C'est donc après la mort de Rambert que le docteur Jean Lacassagne a hérité du corps de son ancien patient et notamment de sa peau tatouée.

La peau du torse de Rambert. Collection privée Zoummeroff

La peau du torse de Rambert. Collection privée Zoummeroff

Il fera appel au relieur lyonnais Albert Guétant pour qu'elle "habille" le recueil regroupant l'ensemble des confessions de Louis Rambert.

Les tatouages de Rambert. Collection privée Zoummeroff

Les tatouages de Rambert. Collection privée Zoummeroff

Un "ouvrage" qui fait polémique

Le 16 mai 2014, la maison Pierre Bergé et Associés accueille, à Paris, une vente aux enchères sur la criminologie. Parmi les nombreux biens, le lot 237, de la bibliothèque du collectionneur
Philippe Zoummeroff, est autrement plus insolite que les autres. Il s'agit des mémoires de Rambert et de Mailly, rassemblées bien sûr par l'étrange reliure.

Estimé à environ 12 000 €, le lot extraordinaire a finalement été retiré de la vente, la loi interdisant le commerce de restes humains. Et coïncidence, ce même jour, un autre ouvrage est également retoqué : Mein Kampf !

Rambert au moment de son incarcération. Collection privée Zoummeroff

Rambert au moment de son incarcération. Collection privée Zoummeroff

Gustave Mailly, au centre, en convalesence, à l'hôpital de Fourvière. Collection privée Zoummeroff

Gustave Mailly, au centre, en convalesence, à l'hôpital de Fourvière. Collection privée Zoummeroff

IV - GUSTAVE MAILLY,
LE BERGER À LA JAMBE DE BOIS

Si le docteur Lacassagne a davantage échangé avec Rambert, il a tout de même recueilli des instants de vie de Gustave Mailly, l’acolyte “balanceur”. Né en 1903 à Saint-Rambert-l’Île-Barbe (Lyon 9e aujourd’hui), ce petit truand ne l’a pas toujours été. Il commence sa vie sagement, comme berger dans des fermes, entre Grézieu-la-Varenne, Yzeron et Saint-Didier-au-Mont-d’Or.

■ CONSIGNE 1: Transformez en liste le paragraphe de l'extrait sur Rambert et Mailly qui commence par « Le 16 mai 2014 », sans perdre ses faits principaux.
■ CONSIGNE 2: Reprenez l'extrait sur Rambert et Mailly à la suite de sa dernière phrase.

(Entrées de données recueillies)
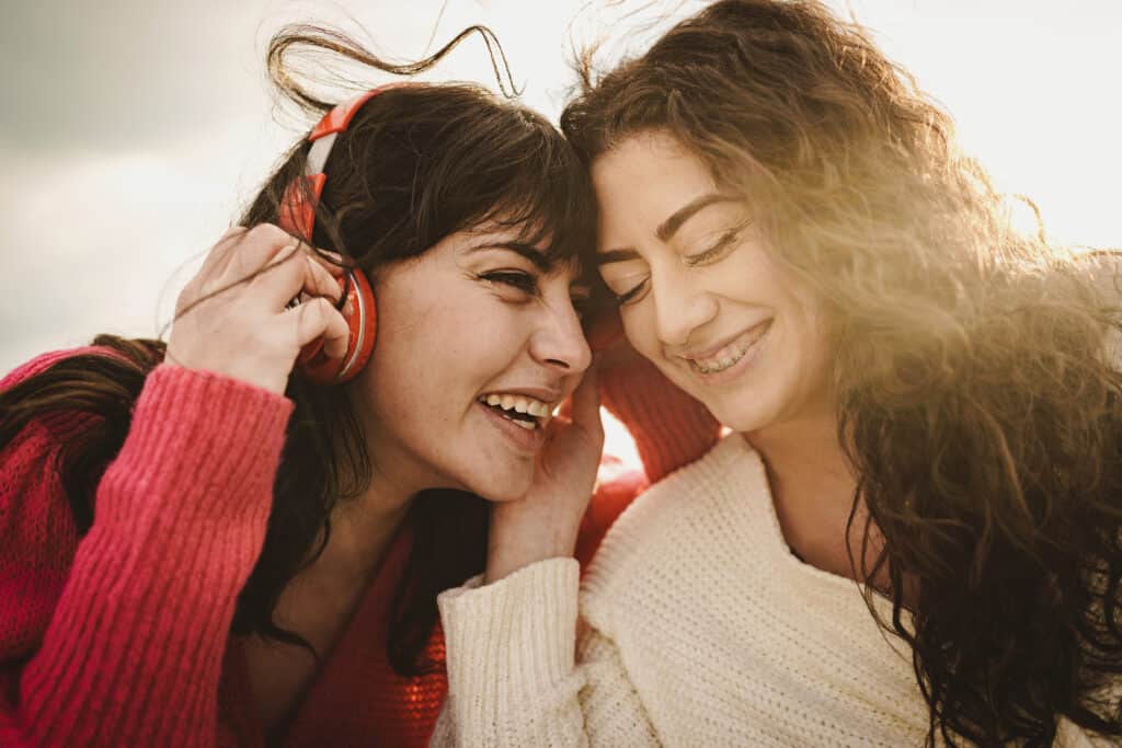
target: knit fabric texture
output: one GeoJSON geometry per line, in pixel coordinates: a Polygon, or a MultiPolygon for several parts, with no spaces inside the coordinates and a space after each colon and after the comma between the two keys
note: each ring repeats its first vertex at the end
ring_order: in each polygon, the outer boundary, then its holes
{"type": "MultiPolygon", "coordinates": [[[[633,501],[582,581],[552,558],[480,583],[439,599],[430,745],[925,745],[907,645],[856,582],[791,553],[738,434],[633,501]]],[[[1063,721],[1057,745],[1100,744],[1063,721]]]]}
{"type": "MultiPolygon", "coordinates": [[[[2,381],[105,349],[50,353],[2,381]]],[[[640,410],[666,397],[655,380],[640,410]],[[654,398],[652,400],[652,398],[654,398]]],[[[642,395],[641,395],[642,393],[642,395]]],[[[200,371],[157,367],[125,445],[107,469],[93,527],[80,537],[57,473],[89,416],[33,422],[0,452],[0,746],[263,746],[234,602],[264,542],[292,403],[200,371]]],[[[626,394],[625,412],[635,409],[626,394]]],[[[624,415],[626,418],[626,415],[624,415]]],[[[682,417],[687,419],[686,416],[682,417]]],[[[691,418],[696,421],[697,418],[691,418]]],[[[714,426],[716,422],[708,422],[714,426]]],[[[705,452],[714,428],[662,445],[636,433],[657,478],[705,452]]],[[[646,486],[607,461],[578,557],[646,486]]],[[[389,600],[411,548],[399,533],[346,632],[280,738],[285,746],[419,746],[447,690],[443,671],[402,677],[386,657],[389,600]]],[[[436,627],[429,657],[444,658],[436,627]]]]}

---

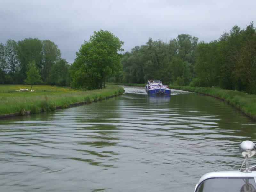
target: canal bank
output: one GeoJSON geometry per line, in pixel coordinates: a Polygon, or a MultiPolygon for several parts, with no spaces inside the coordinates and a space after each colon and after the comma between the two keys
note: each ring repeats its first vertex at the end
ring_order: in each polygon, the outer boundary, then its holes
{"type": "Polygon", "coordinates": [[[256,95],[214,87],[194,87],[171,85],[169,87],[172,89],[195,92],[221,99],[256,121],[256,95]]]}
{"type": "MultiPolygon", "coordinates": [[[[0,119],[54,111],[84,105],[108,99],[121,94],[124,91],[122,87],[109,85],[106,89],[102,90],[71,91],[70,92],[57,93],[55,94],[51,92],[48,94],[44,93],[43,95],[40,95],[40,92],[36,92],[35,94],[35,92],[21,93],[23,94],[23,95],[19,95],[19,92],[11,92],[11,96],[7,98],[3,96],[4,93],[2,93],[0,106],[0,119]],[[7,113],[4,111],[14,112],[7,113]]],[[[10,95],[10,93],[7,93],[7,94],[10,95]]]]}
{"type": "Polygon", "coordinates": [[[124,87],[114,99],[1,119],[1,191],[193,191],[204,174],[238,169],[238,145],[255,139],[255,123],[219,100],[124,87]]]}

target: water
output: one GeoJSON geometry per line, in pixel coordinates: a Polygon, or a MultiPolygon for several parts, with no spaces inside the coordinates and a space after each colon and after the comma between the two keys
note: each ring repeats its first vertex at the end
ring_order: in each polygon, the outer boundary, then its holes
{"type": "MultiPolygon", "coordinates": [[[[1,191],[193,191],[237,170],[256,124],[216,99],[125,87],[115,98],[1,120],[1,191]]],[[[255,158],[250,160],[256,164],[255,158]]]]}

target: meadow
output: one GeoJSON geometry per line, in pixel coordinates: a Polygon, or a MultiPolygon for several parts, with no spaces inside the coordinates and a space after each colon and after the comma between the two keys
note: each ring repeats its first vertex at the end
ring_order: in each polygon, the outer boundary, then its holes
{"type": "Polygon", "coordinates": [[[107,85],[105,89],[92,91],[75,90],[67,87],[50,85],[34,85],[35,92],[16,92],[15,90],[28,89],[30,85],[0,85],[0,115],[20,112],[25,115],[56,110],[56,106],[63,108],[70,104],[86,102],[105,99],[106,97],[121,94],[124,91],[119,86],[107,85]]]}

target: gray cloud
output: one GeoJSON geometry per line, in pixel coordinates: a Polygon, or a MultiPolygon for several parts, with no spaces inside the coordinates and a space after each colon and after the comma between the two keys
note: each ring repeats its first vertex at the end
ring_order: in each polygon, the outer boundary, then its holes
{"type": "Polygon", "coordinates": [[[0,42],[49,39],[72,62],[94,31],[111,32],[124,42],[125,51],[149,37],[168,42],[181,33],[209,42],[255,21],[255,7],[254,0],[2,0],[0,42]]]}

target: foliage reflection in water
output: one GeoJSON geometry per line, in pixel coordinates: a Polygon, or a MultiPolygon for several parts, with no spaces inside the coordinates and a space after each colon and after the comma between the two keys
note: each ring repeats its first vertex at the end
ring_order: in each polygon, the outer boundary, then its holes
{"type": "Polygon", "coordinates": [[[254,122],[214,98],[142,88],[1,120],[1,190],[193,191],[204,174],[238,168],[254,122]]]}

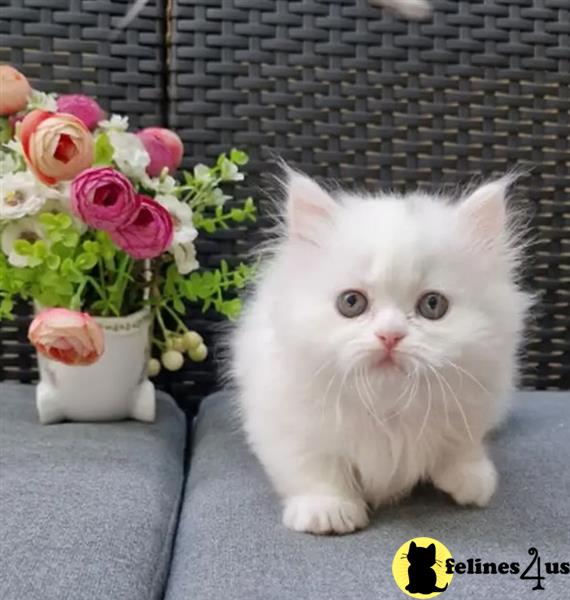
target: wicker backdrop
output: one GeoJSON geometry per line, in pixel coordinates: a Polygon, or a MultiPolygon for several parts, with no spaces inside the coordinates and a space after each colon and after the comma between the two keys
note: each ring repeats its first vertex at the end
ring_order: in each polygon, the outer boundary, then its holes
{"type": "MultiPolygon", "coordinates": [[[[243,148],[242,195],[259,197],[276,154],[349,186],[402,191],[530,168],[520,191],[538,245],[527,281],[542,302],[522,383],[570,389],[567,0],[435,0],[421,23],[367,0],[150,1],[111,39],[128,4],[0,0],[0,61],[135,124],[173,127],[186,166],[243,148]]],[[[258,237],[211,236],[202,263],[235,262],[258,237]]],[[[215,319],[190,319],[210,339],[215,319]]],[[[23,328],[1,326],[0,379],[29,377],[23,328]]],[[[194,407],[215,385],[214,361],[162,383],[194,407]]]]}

■ RÉSULTAT 1:
- Le 16 mai 2014, la maison Pierre Bergé et Associés organise à Paris une vente aux enchères sur la criminologie.
- Le lot 237 provient de la bibliothèque du collectionneur Philippe Zoummeroff.
- Il est bien plus insolite que les autres biens.
- Il rassemble les mémoires de Rambert et de Mailly sous l'étrange reliure.

■ RÉSULTAT 2:
Fin 1919, il revient travailler chez ses parents, à Saint-Didier, et chute d’un arbre. Direction l’Hôtel-Dieu, où il subit plusieurs interventions chirurgicales à la jambe et y reste en convalescence pendant de nombreux mois (photo ci-dessus).

« Tu souffriras toute ta vie »

Pour sa santé, ayant « besoin de bains de soleil », il file en Algérie réparer des pompes et appareils à sulfater les vignes. De retour au pays, en 1925, il devient chiffonnier. « Tout allait bien jusqu’à mars 1929 et la mort de mon père », écrit-il. Ensuite, il se fâche avec sa mère, est sommé de lui payer un loyer et doit faire son retour à l’hôpital.

« Tu souffriras toute ta vie. » Les mots du professeur de Tixier l’achèvent.

La grâce le sauvera de la guillotine

Tombé pour recel et ressorti avec « une frousse des diables », il se fera finalement pincer le 16 juillet 1931. « Cette fois, pas de doute, c’est pour le gros lot. Ils m’ont fait marron. »

Plusieurs années de souffrance ont suivi, mais Mailly et sa jambe “de bois” sont toujours dans l’attente de leur sort. En 1933, la grâce le sauvera de la guillotine. Ce sera le dernier signe de vie officiel de Mailly : sa mort n’a jamais été datée.

V - Jean Lacassagne sur les traces de son père Alexandre,
pionnier de la médecine légale

Alexandre Lacassagne (notre photo) a montré la voie à son fils, Jean. Photo DR

Alexandre Lacassagne (notre photo) a montré la voie à son fils, Jean. Photo DR

Médecin légiste lyonnais, le docteur Lacassagne père (1843-1924) se passionnait pour l’étude des tatouages et la sociologie criminelle. En 1881, il publie un essai sur le sujet et encadre des thèses sur les tatouages, aujourd’hui conservées dans le fonds Lacassagne de la bibliothèque universitaire Lyon 1.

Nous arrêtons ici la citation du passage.